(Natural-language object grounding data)
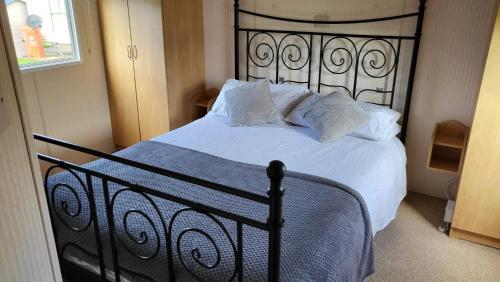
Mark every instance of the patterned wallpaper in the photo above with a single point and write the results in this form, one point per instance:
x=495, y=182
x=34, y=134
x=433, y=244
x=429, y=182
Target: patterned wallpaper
x=453, y=51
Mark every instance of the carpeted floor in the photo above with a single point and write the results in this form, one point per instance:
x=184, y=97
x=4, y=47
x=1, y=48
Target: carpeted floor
x=412, y=249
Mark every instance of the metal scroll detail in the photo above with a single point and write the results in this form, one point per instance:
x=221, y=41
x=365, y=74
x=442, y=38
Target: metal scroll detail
x=295, y=51
x=138, y=227
x=378, y=61
x=262, y=48
x=199, y=258
x=70, y=202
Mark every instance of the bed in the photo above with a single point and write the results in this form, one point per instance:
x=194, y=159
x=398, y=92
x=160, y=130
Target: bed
x=211, y=202
x=376, y=170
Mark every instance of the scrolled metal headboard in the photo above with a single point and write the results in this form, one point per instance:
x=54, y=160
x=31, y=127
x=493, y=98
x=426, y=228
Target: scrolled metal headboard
x=341, y=60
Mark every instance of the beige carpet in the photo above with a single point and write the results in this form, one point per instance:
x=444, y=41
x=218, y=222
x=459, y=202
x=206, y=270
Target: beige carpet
x=412, y=249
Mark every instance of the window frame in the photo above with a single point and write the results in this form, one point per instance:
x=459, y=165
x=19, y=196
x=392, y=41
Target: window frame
x=73, y=33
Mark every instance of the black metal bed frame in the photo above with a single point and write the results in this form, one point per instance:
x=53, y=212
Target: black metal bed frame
x=272, y=49
x=59, y=211
x=275, y=172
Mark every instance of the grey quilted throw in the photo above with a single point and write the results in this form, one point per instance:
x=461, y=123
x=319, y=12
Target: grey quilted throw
x=326, y=234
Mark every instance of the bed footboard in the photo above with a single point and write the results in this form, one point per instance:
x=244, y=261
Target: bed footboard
x=82, y=201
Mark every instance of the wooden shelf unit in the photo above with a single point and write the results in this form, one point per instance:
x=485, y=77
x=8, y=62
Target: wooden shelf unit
x=447, y=150
x=202, y=103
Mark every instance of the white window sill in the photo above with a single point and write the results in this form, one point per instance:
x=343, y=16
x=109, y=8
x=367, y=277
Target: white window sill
x=50, y=66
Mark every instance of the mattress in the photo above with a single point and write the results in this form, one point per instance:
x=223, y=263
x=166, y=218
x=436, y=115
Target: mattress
x=376, y=170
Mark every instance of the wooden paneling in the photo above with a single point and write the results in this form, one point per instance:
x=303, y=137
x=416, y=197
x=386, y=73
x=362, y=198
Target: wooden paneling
x=24, y=247
x=478, y=203
x=183, y=24
x=74, y=95
x=151, y=84
x=120, y=71
x=452, y=55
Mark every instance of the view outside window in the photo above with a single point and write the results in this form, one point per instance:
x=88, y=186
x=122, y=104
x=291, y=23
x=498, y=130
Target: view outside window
x=43, y=32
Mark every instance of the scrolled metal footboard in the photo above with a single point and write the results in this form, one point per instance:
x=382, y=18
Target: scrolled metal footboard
x=144, y=232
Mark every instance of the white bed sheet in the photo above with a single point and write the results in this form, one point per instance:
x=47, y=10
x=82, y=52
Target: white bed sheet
x=377, y=170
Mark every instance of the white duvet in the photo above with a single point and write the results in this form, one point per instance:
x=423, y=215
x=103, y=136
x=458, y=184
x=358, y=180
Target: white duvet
x=377, y=170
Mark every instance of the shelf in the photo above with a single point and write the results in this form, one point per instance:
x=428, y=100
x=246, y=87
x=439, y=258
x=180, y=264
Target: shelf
x=448, y=147
x=202, y=101
x=449, y=141
x=444, y=164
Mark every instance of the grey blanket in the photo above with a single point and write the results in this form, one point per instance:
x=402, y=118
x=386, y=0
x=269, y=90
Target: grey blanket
x=326, y=235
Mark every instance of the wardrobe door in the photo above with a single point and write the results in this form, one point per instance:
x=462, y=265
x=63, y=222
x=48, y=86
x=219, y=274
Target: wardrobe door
x=116, y=39
x=148, y=52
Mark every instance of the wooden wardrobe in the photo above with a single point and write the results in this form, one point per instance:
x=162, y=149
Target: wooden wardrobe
x=477, y=213
x=154, y=58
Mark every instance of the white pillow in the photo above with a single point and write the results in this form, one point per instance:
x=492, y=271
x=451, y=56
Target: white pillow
x=250, y=104
x=381, y=124
x=285, y=96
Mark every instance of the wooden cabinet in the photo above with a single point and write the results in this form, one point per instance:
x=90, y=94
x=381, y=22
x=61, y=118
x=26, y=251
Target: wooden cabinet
x=154, y=58
x=477, y=212
x=448, y=147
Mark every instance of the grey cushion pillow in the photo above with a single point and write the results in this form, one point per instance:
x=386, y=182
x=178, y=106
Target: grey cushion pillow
x=296, y=115
x=250, y=104
x=334, y=116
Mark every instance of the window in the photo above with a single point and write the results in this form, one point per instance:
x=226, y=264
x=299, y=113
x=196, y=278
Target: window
x=44, y=32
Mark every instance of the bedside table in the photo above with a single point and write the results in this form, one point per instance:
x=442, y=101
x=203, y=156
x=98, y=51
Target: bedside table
x=202, y=103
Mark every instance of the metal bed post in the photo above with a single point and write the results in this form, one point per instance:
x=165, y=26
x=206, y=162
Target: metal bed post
x=411, y=77
x=275, y=172
x=236, y=39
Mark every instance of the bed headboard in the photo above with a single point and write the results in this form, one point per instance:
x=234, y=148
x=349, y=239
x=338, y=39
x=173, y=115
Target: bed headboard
x=370, y=67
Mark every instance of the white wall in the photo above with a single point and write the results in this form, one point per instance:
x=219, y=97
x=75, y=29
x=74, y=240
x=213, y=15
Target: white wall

WHAT THE EXERCISE ASKS
The records above need to be copied exactly, with the pictures left out.

ANSWER TO THE PROBLEM
Mark every instance of the patterned wallpaper in the photo above with a single point and write the results in this form, one point per instance:
x=495, y=182
x=34, y=134
x=433, y=244
x=429, y=182
Target: patterned wallpaper
x=453, y=51
Mark every instance of the carpeted floor in the photo above with a single point and write the results in this form, one point per instance:
x=184, y=97
x=4, y=47
x=1, y=48
Target: carpeted floor
x=412, y=249
Mark every instance of the metal scroll detail in the photo above with a single point and write the results in this form, one point per instance:
x=221, y=41
x=365, y=74
x=442, y=38
Target: metal scroll detail
x=295, y=51
x=138, y=227
x=378, y=61
x=262, y=48
x=199, y=258
x=70, y=202
Mark every instance of the bed in the photo above with a single point and write the results in this form, one point per instance:
x=194, y=159
x=398, y=92
x=160, y=130
Target: bed
x=211, y=202
x=376, y=170
Mark every instance of the scrolled metal headboard in the photo above with a single point and write the results in this form, one point per instance:
x=54, y=160
x=31, y=127
x=493, y=98
x=426, y=228
Target: scrolled metal headboard
x=341, y=60
Mark every instance of the beige carpet in the photo above with a single point and write the results in this form, one point per instance:
x=444, y=41
x=218, y=222
x=459, y=202
x=206, y=270
Target: beige carpet
x=412, y=249
Mark every instance of the window frame in the photo above with a single point and write the results in this form, one point per instance:
x=459, y=165
x=19, y=196
x=392, y=41
Target: window frame
x=73, y=33
Mark every instance of the black metal bed frame in the photo above with a single point and write the results in this form, one point per instance:
x=53, y=212
Target: black metal bed frame
x=272, y=49
x=59, y=211
x=275, y=172
Mark every instance of the grey quilted throw in the photo above with a single point and write the results in this form, one point per instance:
x=461, y=123
x=319, y=12
Target: grey quilted throw
x=326, y=234
Mark every instance of the bed footboard in the photo above with a single point and write the results in this form, one point per instance:
x=244, y=261
Target: bed footboard
x=82, y=201
Mark every instance of the wooden shelf unit in the photo above with a single point and write the results in this form, one point per instance:
x=485, y=77
x=8, y=62
Target: wooden shelf unit
x=447, y=150
x=202, y=103
Mark every instance of the white window sill in the photo above with a single point and write the results in this form, one point per instance:
x=343, y=16
x=109, y=8
x=367, y=277
Target: white window sill
x=50, y=66
Mark every instance of the mattress in the photo above with a single point and write the results in this form, one point per instance:
x=223, y=263
x=166, y=218
x=436, y=115
Target: mattress
x=376, y=170
Mark every instance of the wooden paneling in the photo above with a single point and write the results in this form, one point per instance:
x=303, y=137
x=416, y=197
x=386, y=73
x=362, y=198
Target: wooden paneling
x=24, y=247
x=478, y=203
x=183, y=24
x=74, y=95
x=151, y=84
x=120, y=71
x=452, y=55
Mark every instance of the view outside window in the photo above with a single point and write the results in this form, one point per instance:
x=88, y=186
x=122, y=104
x=291, y=23
x=498, y=130
Target: view outside window
x=43, y=32
Mark every instance of the scrolled metal footboard in the photo above with a single point and write the results in this form, one point per instance:
x=382, y=18
Target: scrolled metal footboard
x=144, y=232
Mark every instance of the white bed sheet in the photo above with a single point and write the results in this form, one point per instance:
x=47, y=10
x=82, y=52
Target: white bed sheet
x=377, y=170
Mark every instance of the white duvet in the photo above with a single point and write the results in this form, one point per instance:
x=423, y=215
x=103, y=136
x=458, y=184
x=358, y=180
Target: white duvet
x=377, y=170
Mark every instance of the shelf in the photo above with a single point and write the results in this form, one point per instance:
x=428, y=100
x=246, y=87
x=439, y=258
x=180, y=264
Target: shelf
x=448, y=147
x=202, y=101
x=449, y=141
x=444, y=164
Mark every instance of the grey blanket in the photo above with a single point and write the results in this form, one point per instance:
x=402, y=118
x=386, y=0
x=269, y=90
Target: grey blanket
x=326, y=235
Mark every instance of the wardrobe door in the photo above with a single point and write the results in this form, one point per instance:
x=462, y=265
x=63, y=222
x=48, y=86
x=219, y=274
Target: wardrobe door
x=116, y=39
x=148, y=52
Mark every instance of the wooden wardrobe in the photo above with a single point and write the results in this form, one point per instance:
x=162, y=149
Target: wooden wardrobe
x=477, y=213
x=154, y=58
Mark every instance of the white pillow in the photo above with a single point and write the results in this form, one point per instance:
x=492, y=271
x=451, y=56
Target: white pillow
x=250, y=104
x=381, y=124
x=285, y=96
Mark every instance of the wooden cabinet in the photo above with a single point and write the results in this form, one point per instance:
x=90, y=94
x=381, y=22
x=61, y=118
x=26, y=251
Target: wooden cabinet
x=154, y=58
x=477, y=212
x=448, y=147
Mark every instance of the grey cushion pillow in the photo above with a single point and write the results in this form, one point per instance:
x=386, y=182
x=178, y=106
Target: grey cushion pillow
x=296, y=115
x=250, y=104
x=334, y=116
Mark every instance of the window in the photo above with a single point and write the results in this form, one point per instance:
x=226, y=264
x=299, y=113
x=196, y=278
Target: window
x=44, y=32
Mark every instance of the bedside table in the photo above with a single point and write the results in this form, one point per instance:
x=442, y=101
x=203, y=156
x=98, y=51
Target: bedside table
x=202, y=103
Mark every instance of the metal bed post in the photo above with a single point and write the results in this form, one point per instance:
x=165, y=26
x=206, y=162
Target: metal bed post
x=411, y=77
x=275, y=172
x=236, y=39
Mark every instance of the bed headboard in the photo above with a single point and write the results in this form, one point per instance:
x=234, y=148
x=349, y=239
x=338, y=39
x=173, y=115
Target: bed headboard
x=370, y=67
Mark every instance of the white wall in the photo above with a single point and write the results in this form, one point per instance:
x=219, y=97
x=75, y=29
x=74, y=240
x=213, y=15
Target: white wall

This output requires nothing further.